EXERCISE PROMPT → Will you quote all of the entries, word for word?

RECORDS FOR THIS EXERCISE →

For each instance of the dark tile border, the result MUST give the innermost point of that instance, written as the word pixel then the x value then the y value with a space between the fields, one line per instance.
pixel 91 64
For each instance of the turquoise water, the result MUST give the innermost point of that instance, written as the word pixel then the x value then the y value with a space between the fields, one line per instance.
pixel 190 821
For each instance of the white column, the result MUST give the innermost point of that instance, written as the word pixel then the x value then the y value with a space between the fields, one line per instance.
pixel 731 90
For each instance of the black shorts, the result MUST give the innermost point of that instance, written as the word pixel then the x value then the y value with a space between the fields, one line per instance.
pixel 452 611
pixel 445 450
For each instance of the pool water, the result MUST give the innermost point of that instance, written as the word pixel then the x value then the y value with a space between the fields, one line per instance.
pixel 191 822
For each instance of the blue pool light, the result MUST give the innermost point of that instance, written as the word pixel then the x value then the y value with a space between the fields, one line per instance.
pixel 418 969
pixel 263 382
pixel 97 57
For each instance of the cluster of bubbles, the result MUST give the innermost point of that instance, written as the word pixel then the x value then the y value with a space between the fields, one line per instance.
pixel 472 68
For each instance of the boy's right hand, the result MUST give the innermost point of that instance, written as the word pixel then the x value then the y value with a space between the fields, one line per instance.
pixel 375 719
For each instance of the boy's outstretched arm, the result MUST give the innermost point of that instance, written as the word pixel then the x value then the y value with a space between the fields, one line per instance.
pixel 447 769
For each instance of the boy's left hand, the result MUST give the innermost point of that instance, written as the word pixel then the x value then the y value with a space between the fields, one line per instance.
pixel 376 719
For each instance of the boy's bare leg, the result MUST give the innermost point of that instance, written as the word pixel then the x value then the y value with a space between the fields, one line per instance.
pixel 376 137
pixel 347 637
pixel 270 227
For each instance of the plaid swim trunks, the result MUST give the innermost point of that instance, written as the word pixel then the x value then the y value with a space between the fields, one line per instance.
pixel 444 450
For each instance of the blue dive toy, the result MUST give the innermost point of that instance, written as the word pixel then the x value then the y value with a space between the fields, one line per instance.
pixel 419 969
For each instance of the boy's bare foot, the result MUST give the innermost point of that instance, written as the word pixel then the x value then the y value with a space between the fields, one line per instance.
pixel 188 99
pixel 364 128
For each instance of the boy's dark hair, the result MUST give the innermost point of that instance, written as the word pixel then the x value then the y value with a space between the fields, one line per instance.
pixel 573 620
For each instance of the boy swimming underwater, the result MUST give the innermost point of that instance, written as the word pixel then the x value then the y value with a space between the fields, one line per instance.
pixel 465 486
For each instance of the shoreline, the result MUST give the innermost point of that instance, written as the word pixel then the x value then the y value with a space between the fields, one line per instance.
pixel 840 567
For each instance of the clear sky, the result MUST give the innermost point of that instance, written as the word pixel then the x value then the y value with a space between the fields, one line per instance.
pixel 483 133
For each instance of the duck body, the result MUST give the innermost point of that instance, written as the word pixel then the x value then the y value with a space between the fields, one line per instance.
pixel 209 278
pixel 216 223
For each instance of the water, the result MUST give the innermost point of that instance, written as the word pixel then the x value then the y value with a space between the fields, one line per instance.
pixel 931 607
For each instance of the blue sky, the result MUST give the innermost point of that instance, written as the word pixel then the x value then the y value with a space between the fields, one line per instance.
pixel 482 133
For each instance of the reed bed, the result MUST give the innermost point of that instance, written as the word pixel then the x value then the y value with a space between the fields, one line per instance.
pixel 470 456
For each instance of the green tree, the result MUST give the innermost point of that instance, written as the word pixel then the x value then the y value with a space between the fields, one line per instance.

COMPLETED TASK →
For each instance of the dark tile border, the result MUST give the innermost point of that instance, written as the word pixel then the x value then the y value with a space between the fields, one line per instance.
pixel 91 64
For each instance of the turquoise water, the result MUST give the innermost point of that instance, written as the word pixel then the x value then the y value with a space between the fields, one line per instance.
pixel 190 821
For each instance of the white column, the result MUST give the innermost point of that instance, written as the word pixel then the x value then the y value with a space between the fields, one line per instance.
pixel 731 90
For each instance of the black shorts, the result MUST give the innermost point of that instance, written as the word pixel then the x value then the y value with a space between the fields, one line per instance.
pixel 452 611
pixel 445 450
For each instance of the pool water, the result MUST give the innermost point of that instance, written as the word pixel then the x value then the y value with a space between the fields, one line per instance.
pixel 191 822
For each instance of the blue pool light, the result MUST give the innermost point of that instance, written as the word pixel then the x value then the y value with a space between the fields, one line per instance.
pixel 418 969
pixel 263 382
pixel 97 57
For each instance of the cluster of bubbles, the result MUST give the innermost point of that instance, written as the word pixel then the x value then the y value with a space between the fields, one line per instance.
pixel 472 68
For each instance of the boy's right hand, the result MUST give the innermost point of that instance, written as the word pixel then the x value then the y value with a space between the fields, one line per instance.
pixel 375 719
For each instance of the boy's outstretched arm, the result MUST give the innermost point of that instance, written as the word pixel then the x value then the y value with a space between the fields, one line per instance.
pixel 447 769
For each instance of the boy's left hand, the result MUST give the innermost point of that instance, written as the word pixel then the x value then the y value with a space between the fields, one line per instance.
pixel 376 719
For each instance of the boy's bare leg, the result MUST give the innermost point of that instance, written as the word pixel then the x value then the y value with a space between the fields, one line per instance.
pixel 376 137
pixel 347 637
pixel 270 227
For each instance of the plaid swim trunks, the result MUST give the innermost point of that instance, written as the word pixel then the x value then the y value with a space between the fields, one line per instance.
pixel 444 450
For each instance of the blue dive toy, the result MUST give the innermost point of that instance, written as the word pixel then the x value then the y value with a space between the fields, one line per instance.
pixel 419 969
For each instance of the boy's bare foot, the result MUST give the innermost point of that instance, written as the word pixel then the x value then the y value with a space between the fields, one line per instance.
pixel 188 99
pixel 364 128
For each instance of the boy's dark hair, the result MUST give the innermost point of that instance, written as the word pixel then the x value then the y value with a space between the fields, one line per instance.
pixel 573 620
For each instance of the boy swimming underwater, the result MUST give the innermost point of that instance, written as the word pixel then the x value then the y value with a space between the fields, one line per instance.
pixel 465 486
For each instance of the shoreline, the result MUST give the innermost point of that instance, written as the word pixel then the x value then the y value with a space between the fields, one line per instance.
pixel 840 567
For each instance of the clear sky, the result MUST give the innermost point of that instance, written as the word pixel then the x value then the y value with a space between the fields, one line per instance.
pixel 483 133
For each instance of the duck body, the result MUST give the innermost point of that instance, written as the word pixel then the x value then the y value with a space between the fields, one line per instance.
pixel 209 278
pixel 216 223
For each instance of the water, the result MUST give the innermost point of that instance, written as the word pixel then the x value then the y value with a space between the fields, one line per instance.
pixel 931 607
For each instance of the blue sky, the result MUST give the innermost point of that instance, written as the word pixel then the x value then the y value with a space between the fields, one line per instance.
pixel 482 133
For each instance of the reed bed, the result MUST give the innermost point of that instance, written as the word pixel then the x value then the y value with a space between the fields, one line per instance.
pixel 470 456
For each instance of the green tree, the result MUST give the innermost point of that instance, written as the word pixel then the x value then the y value with a space between the fields, one line per instance.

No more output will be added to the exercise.